— Extracted data —

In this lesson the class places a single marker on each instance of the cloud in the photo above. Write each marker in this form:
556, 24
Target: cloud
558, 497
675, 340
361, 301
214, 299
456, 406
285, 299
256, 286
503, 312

— Exercise requirements —
Recast the lines of the items above as a numbered list, leaving out any blank lines.

— Task response —
1. In this lesson the class places a single marker on each instance of the cloud in the photo above. Write each marker in this form:
2. 556, 24
3. Target: cloud
4. 558, 497
5. 675, 340
6. 361, 301
7. 214, 299
8. 456, 406
9. 285, 299
10. 256, 286
11. 503, 312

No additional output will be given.